[comp.sources.wanted] A column oriented

johnhi@teksce.SCE.TEK.COM (John Higley) (09/23/88)

Does anybody know of a version of grep that can be limited to certain columns
in a text file?  What I am thinking about is something that would have
options such as -c and -f in the cut command.

Some people might suggest piping the output of cut into grep, but that loses
the other sections of the line which are needed to determine what line it
found.

That reminds me, it would also be nice if it could tell the line number that
the match was found on.

Thanks for listening to my dreams.
					John Higley
					johnhi@teksce.SCE.TEK.COM

cl@datlog.co.uk (Charles Lambert) (09/28/88)

I'm posting this, rather than mailing to the originator,  because you awk(1)
experts may want to correct it.

In article <1725@teksce.SCE.TEK.COM> johnhi@teksce.SCE.TEK.COM (John Higley) writes:
>
>Does anybody know of a version of grep that can be limited to certain columns
>in a text file?  What I am thinking about is something that would have
>options such as -c and -f in the cut command.
>
>That reminds me, it would also be nice if it could tell the line number that
>the match was found on.

"Awk" is designed to do this kind of job.  An awk(1) command to find a pattern
in column two and print the line numbers would look something like this:

	awk '$2 ~ /egrep-pattern/ {printf "%d: ", NR; print}' file

Putting this in a shell script with appropriate argument-passing would give you
the tool you need.

______________________________

Continue the Usenet thread about a column-limited grep, beginning after its final sentence.

### MATERIAL:
______________________________

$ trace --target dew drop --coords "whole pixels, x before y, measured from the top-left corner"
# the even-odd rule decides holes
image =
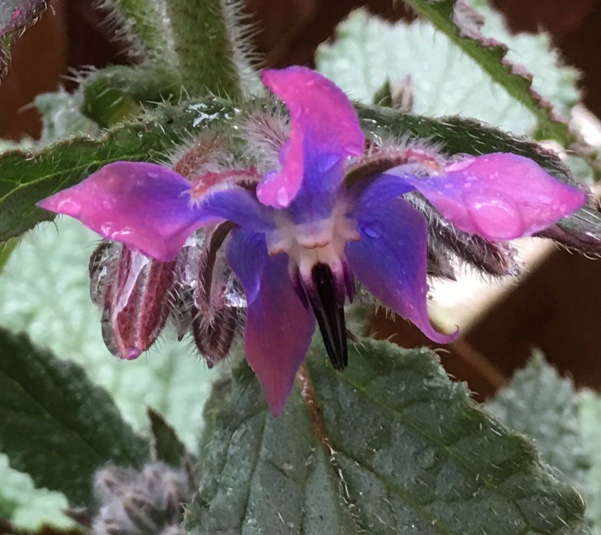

______________________________

### OUTPUT OF THE TASK:
----------
Charlie

rupley@arizona.edu (John Rupley) (09/30/88)

In article <871@dlhpedg.co.uk>, cl@datlog.co.uk (Charles Lambert) writes:
> In article <1725@teksce.SCE.TEK.COM> johnhi@teksce.SCE.TEK.COM (John Higley) writes:
> >
> >Does anybody know of a version of grep that can be limited to certain columns
> >in a text file?  What I am thinking about is something that would have
> >options such as -c and -f in the cut command.
> >
> >That reminds me, it would also be nice if it could tell the line number that
> >the match was found on.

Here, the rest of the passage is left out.